(Material for this task)
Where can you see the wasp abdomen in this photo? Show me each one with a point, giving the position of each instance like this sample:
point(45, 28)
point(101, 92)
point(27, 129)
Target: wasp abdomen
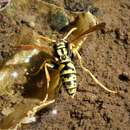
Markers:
point(68, 75)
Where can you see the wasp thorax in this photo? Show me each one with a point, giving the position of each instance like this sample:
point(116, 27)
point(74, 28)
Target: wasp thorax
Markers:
point(61, 51)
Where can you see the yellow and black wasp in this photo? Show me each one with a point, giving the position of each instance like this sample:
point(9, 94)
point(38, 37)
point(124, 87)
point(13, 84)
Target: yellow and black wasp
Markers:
point(60, 54)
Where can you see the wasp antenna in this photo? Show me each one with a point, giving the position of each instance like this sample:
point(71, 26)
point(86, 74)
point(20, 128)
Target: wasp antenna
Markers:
point(69, 33)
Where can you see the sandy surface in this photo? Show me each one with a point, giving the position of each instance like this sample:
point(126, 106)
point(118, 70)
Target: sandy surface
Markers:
point(106, 54)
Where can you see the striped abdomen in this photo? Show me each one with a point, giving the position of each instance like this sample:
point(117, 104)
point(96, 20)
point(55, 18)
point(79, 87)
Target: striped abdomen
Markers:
point(68, 75)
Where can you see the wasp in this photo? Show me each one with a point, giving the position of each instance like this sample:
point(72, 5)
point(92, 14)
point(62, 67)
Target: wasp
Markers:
point(60, 54)
point(59, 64)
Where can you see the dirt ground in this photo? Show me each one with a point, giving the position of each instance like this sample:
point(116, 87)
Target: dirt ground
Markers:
point(105, 53)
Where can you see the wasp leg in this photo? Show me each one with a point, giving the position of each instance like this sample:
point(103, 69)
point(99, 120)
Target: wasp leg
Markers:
point(46, 38)
point(93, 77)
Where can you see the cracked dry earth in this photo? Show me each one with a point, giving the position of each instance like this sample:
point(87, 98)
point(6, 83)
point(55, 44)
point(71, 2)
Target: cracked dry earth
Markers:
point(106, 54)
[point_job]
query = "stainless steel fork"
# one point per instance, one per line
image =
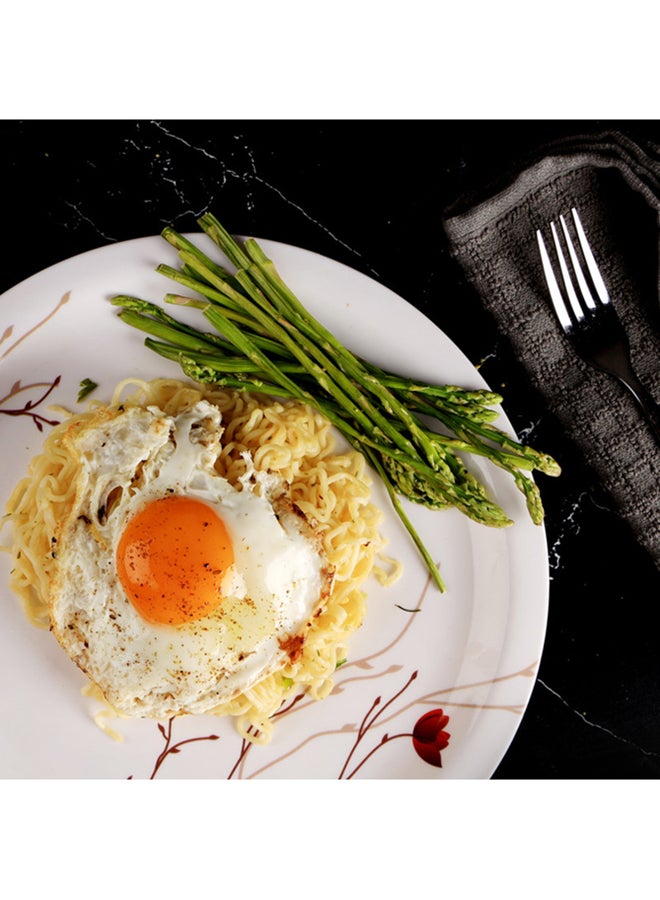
(587, 316)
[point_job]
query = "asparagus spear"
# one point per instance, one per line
(264, 339)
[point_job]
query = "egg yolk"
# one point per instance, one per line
(171, 559)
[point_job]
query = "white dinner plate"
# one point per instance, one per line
(470, 654)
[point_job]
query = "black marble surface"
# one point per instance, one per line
(371, 195)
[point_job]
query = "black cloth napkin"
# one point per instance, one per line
(615, 186)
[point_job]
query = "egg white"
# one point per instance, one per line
(279, 580)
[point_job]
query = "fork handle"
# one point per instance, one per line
(649, 408)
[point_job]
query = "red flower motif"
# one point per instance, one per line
(429, 737)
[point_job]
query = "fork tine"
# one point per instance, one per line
(577, 268)
(568, 284)
(592, 265)
(553, 287)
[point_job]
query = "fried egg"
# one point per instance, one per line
(175, 590)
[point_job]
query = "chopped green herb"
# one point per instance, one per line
(86, 387)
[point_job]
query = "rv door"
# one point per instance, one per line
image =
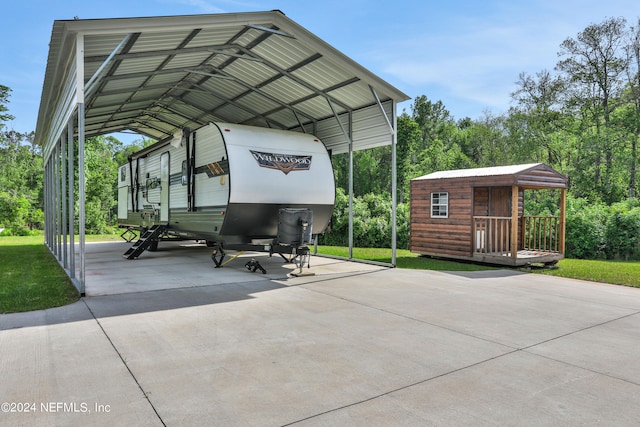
(164, 187)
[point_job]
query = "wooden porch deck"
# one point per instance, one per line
(524, 257)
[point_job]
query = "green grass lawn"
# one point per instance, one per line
(617, 272)
(30, 277)
(404, 259)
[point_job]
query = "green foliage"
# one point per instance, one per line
(30, 277)
(622, 232)
(585, 228)
(598, 231)
(371, 222)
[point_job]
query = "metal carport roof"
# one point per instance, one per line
(156, 75)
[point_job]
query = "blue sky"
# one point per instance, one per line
(466, 53)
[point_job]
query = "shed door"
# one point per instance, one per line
(164, 187)
(500, 202)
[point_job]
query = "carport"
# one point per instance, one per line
(156, 75)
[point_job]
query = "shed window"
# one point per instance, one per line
(440, 205)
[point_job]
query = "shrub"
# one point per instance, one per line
(585, 229)
(623, 234)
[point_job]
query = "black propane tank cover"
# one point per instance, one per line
(294, 226)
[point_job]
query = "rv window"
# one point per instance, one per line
(440, 205)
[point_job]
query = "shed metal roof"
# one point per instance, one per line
(477, 172)
(155, 75)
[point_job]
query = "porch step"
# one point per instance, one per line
(146, 239)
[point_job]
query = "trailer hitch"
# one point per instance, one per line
(254, 265)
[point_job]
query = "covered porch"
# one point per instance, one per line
(End Material for this task)
> **Exercise brief**
Any picture in the data is to be skipped, while each line is returned exactly as written.

> **Answer space**
Where can you see the wasp abdomen in this photo? Show me each one with a point, giving the position of each instance like this sample:
point(45, 28)
point(101, 92)
point(27, 129)
Target: wasp abdomen
Markers:
point(68, 75)
Where can you see the wasp thorax in this photo? Show me each one with a point, giving the position of each instance like this sample:
point(116, 27)
point(74, 28)
Target: wasp thorax
Markers:
point(61, 51)
Where can you see the yellow and black wasp in this photo? Show me each one with a point, giving the position of each instance like this sample:
point(9, 94)
point(38, 37)
point(124, 87)
point(13, 84)
Target: yellow and black wasp
Markers:
point(60, 54)
Where can you see the wasp antenna in this photo? Show me each one with a point, giving the position of each instance like this sample:
point(71, 26)
point(86, 74)
point(20, 128)
Target: wasp antenna
Markers:
point(69, 33)
Where can you see the sandy surface in this photo? Show me each one with a point, giving the position of each instance like this sample:
point(126, 106)
point(118, 70)
Target: sandy surface
Markers:
point(106, 54)
Where can you see the striped abdomen in this photo? Show me each one with a point, giving the position of each instance like this sample:
point(117, 104)
point(96, 20)
point(55, 18)
point(79, 87)
Target: striped abdomen
Markers:
point(68, 75)
Where can you see the wasp in this photo? Show me each one with a point, giving the position of each instance like this sample:
point(72, 5)
point(92, 14)
point(62, 67)
Target: wasp
Markers:
point(60, 54)
point(59, 64)
Where can you see the dirt ground in this photo? Show me each one with a point, giving the position of each instance like this sample:
point(116, 87)
Target: dirt ground
Markers:
point(105, 53)
Where can you see the wasp leg in this photo? Show me each one with a point, giving the position of each instance like this sample:
point(103, 69)
point(99, 120)
Target: wasp leg
Markers:
point(46, 38)
point(93, 77)
Where can you see the cracked dry earth in this photo? Show me each one with a point, giving the position of each instance like this sample:
point(87, 98)
point(6, 83)
point(55, 44)
point(71, 2)
Target: cracked dry earth
Markers:
point(106, 54)
[point_job]
query = "stainless steel fork"
# one point per instance, one per line
image =
(587, 316)
[point_job]
query = "asparagus spear"
# one point per instance, one per line
(264, 339)
[point_job]
query = "egg yolk"
# one point per instance, one per line
(171, 559)
[point_job]
query = "white dinner plate"
# one point per instance, one per line
(470, 654)
[point_job]
query = "black marble surface"
# one point per instance, one per line
(371, 195)
[point_job]
query = "black cloth napkin"
# one point per instance, one per line
(615, 186)
[point_job]
query = "egg white"
# one point per instance, one per line
(279, 580)
[point_job]
query = "fork handle"
# one point per instance, one per line
(649, 408)
[point_job]
query = "red flower motif"
# one point per instance, one per line
(429, 737)
[point_job]
query = "fork tine"
# one point per instance, one per line
(577, 268)
(568, 284)
(592, 265)
(553, 287)
[point_job]
query = "fried egg"
# one point per instance, one per line
(175, 590)
[point_job]
query = "chopped green herb"
# one point per instance, one per line
(86, 387)
[point_job]
query = "rv door"
# one point per instance, one per line
image =
(164, 187)
[point_job]
query = "wooden porch deck"
# one point per instance, one per line
(524, 257)
[point_job]
query = "green grass lawn"
# one point per instance, one per line
(617, 272)
(30, 277)
(404, 259)
[point_job]
query = "green foliage"
# one point per instance, one per line
(30, 277)
(622, 232)
(585, 228)
(598, 231)
(371, 222)
[point_job]
query = "metal carport roof"
# one point per instance, one per line
(156, 75)
[point_job]
query = "blue sky"
# one point per instance, one per line
(466, 53)
[point_job]
query = "shed door"
# one point per instance, one per line
(164, 187)
(500, 202)
[point_job]
query = "carport"
# one point per instance, one per line
(156, 75)
[point_job]
query = "shed window"
# one point per instance, one per line
(440, 205)
[point_job]
query = "shrub"
# one point per instance, one per line
(585, 229)
(623, 234)
[point_job]
query = "black propane tank cover"
# one point per instance, one per line
(294, 226)
[point_job]
query = "rv window"
# one point per instance, one per line
(440, 205)
[point_job]
query = "shed metal roof"
# one point per instance, one per line
(477, 172)
(155, 75)
[point_job]
query = "porch step"
# one point per instance, one per line
(146, 239)
[point_job]
query = "trailer hitch"
# one point per instance, one per line
(254, 265)
[point_job]
query = "covered porch"
# one point per instance, one per line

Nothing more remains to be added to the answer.